** start of Given text **

When you go underwater you’re immediately part of the environment – you’re not a bystander anymore.

Some people find SCUBA diving claustrophobic. But I find when you go underwater you’re immediately part of the environment – you’re not a bystander anymore. And there’s all these amazing secrets down there – it doesn’t matter whether you’re diving in a kelp forest or on a coral reef or on a wreck, you become part of a new world. It’s very peaceful and at the same time awe-inspiring. I find that I am thoroughly relaxed. It’s my happy place.

I did my undergrad in Southampton in the UK, where if you can see as far as your nose underwater, you’re having a good day. When I finished, I knew I needed to go somewhere warm with good visibility; I’d heard about James Cook University and was very excited to do my masters and then my PhD there, studying coral reef ecology. I’d follow fish around on tropical reefs, which was wonderful. But I found it didn’t really speak to how we are using the environment, or the synergies and trade-offs there are between ocean health and human health.

That’s why I came to the University of Tasmania, to work at their Centre for Marine Socioecology. This area very specifically focuses on how humans use the marine environment and its implications for ocean health. Marine socioecology draws on all sorts of disciplines, from people working in law, economics, fisheries, oceanography, public health, psychology – a massive array of different areas. It allows you to ask interesting and challenging questions. It’s not just: “How does this fish behave?” It’s more like: “If this fish behaves in this way, what are the implications for the local community that is fishing on that reef? How do these communities impact on fish and their behaviour?” It’s all about exploring the feedbacks between humans and the ocean.

The work I’m doing now is focused on both the social and ecological outcomes of coral reef fisheries. I am exploring what essential micronutrients (that’s things like vitamins, zinc, calcium etc) we are getting from coral reef fisheries today and how might this change in the future with climate change. This will have big implications for the nutritional status of communities that rely on coral reef fisheries for food.

It’s all about exploring the feedbacks between humans and the ocean.

My research will provide empirical data back to these communities. Currently, they might manage their fisheries in a certain way, but they may not know what nutrients they’re getting from the fish they are catching. By providing communities with that kind of information, they can decide, okay, what’s the best fish for us to consume? Maybe the fish we’re trading would be put to better use feeding our local community – more beneficial for our local health? We provide that kind of information to communities and they then have the power to make the decisions about what’s best for them.

** end of Given text **

Given task 1:
Extract every line of the records below that contains the string "chair", and treat case as significant.

** start of Extracted material **

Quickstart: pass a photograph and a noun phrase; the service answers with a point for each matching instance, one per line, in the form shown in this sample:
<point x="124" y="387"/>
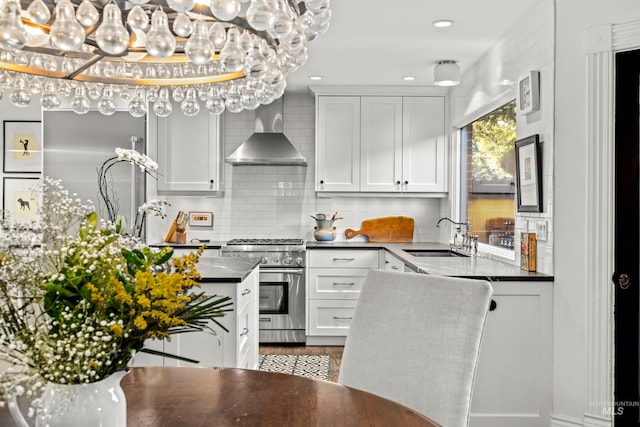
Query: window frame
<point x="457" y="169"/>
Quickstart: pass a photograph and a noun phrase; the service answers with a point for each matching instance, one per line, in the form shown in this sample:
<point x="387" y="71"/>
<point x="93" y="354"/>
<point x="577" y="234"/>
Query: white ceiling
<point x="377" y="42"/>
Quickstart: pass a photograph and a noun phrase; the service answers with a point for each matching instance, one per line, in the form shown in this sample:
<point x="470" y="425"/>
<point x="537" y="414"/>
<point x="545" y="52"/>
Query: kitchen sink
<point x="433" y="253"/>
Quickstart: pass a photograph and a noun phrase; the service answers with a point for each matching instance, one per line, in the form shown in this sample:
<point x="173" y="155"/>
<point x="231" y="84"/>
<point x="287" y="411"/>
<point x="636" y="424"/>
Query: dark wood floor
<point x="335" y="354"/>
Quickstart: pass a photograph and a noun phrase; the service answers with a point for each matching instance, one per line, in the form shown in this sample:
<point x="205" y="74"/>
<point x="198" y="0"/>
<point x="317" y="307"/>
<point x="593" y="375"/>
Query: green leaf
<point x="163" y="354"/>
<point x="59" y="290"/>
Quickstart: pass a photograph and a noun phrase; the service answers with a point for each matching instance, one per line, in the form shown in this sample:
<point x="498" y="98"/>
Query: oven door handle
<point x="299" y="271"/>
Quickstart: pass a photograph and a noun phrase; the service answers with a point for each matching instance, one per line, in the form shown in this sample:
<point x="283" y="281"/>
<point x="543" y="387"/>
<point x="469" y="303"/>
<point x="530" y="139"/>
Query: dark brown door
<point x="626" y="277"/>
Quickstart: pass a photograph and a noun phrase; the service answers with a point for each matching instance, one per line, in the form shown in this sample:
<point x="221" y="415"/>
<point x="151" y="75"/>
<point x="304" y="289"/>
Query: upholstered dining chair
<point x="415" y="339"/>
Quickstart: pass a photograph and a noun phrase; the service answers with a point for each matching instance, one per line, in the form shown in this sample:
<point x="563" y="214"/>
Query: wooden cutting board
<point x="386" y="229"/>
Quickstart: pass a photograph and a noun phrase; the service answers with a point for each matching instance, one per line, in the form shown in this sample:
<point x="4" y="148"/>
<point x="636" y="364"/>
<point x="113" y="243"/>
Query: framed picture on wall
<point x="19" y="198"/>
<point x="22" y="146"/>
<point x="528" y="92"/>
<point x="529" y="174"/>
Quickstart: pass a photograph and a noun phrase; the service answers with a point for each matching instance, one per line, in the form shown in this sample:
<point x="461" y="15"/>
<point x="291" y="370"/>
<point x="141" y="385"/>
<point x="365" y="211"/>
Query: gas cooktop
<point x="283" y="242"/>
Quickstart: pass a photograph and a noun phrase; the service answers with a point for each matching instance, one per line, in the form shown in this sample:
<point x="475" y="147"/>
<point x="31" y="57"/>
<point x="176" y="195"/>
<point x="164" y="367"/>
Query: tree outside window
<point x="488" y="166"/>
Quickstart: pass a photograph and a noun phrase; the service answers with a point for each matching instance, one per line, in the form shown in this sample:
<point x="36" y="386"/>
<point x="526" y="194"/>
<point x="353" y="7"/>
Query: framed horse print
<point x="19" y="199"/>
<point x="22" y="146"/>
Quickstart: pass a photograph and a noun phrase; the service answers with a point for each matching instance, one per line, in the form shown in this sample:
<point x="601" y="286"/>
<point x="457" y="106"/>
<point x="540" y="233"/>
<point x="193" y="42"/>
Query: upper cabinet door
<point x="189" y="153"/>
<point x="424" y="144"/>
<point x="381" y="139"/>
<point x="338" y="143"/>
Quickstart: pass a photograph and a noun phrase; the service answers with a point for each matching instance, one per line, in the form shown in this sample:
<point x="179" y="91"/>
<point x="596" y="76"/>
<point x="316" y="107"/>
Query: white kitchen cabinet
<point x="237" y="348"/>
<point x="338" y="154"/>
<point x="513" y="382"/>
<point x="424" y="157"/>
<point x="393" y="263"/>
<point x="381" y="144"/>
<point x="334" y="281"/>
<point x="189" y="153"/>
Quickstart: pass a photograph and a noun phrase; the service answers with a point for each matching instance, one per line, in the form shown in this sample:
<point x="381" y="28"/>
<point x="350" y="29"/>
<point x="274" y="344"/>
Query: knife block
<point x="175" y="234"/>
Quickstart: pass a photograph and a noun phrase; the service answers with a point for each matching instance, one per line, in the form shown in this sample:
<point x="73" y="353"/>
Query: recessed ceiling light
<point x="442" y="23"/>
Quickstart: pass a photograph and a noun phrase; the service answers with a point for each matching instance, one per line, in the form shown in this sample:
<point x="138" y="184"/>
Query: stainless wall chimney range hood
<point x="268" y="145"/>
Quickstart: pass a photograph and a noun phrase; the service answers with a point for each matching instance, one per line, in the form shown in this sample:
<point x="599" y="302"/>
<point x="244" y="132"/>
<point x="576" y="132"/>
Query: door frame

** end of Extracted material **
** start of Extracted material **

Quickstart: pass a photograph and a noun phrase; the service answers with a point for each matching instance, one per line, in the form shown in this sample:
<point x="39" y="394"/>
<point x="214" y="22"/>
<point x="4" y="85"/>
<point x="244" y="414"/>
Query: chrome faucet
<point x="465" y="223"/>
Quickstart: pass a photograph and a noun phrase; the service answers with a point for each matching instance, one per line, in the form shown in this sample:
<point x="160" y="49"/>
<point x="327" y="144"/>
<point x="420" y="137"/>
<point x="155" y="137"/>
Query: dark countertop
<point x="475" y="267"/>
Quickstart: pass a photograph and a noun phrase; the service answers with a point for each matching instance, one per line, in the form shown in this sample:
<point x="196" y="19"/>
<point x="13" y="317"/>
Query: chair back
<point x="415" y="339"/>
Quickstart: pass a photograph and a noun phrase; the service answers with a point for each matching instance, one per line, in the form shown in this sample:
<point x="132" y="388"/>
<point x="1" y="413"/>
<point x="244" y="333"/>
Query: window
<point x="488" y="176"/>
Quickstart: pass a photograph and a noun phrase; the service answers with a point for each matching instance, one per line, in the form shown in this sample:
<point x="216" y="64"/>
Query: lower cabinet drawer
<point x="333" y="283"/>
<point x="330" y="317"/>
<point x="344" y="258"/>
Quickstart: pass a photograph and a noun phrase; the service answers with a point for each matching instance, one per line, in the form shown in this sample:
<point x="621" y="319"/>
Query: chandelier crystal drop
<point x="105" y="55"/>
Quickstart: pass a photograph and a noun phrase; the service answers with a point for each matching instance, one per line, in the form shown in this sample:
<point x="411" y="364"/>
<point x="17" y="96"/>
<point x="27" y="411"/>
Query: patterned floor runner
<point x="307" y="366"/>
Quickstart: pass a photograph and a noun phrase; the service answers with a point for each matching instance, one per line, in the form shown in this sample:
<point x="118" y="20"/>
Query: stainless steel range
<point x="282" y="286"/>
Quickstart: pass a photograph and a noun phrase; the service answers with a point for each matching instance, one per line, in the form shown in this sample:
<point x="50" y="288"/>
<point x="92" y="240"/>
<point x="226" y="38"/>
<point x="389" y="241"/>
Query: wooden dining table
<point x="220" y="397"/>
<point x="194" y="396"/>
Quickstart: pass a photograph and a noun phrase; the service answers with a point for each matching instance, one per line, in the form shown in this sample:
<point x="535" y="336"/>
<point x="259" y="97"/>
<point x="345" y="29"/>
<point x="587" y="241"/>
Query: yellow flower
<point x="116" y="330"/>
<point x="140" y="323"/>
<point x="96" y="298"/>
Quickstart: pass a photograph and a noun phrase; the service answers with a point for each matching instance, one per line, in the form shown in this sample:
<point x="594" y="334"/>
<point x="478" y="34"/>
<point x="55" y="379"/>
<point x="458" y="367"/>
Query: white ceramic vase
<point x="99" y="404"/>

** end of Extracted material **
** start of Extracted material **

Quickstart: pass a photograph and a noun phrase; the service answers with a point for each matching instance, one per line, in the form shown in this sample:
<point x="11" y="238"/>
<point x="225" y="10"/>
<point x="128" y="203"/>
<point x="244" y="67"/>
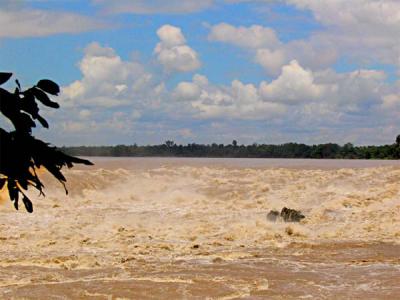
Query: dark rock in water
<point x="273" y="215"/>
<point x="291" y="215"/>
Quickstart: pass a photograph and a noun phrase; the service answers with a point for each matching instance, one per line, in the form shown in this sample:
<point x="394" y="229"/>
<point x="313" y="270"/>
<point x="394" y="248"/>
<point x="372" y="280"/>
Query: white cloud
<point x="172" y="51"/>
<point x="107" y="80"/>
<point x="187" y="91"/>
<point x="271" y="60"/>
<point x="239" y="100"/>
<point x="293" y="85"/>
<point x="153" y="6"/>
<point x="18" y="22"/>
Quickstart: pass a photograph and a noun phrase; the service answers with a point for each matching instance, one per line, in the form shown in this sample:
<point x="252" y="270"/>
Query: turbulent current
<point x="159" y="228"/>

** end of Extracted material **

Given task 2:
Summarize the account of diving and marine socioecology in two sentences.

Expected output 1:
Query: upholstered dining chair
Query: chair back

Expected output 2:
The writer finds SCUBA diving peaceful and awe-inspiring, studied coral reef ecology at James Cook University, and then moved to the University of Tasmania's Centre for Marine Socioecology to focus on how humans use the marine environment. The current work examines what essential micronutrients communities get from coral reef fisheries and how this may change with climate change, and it gives communities that data so they can decide what is best for them.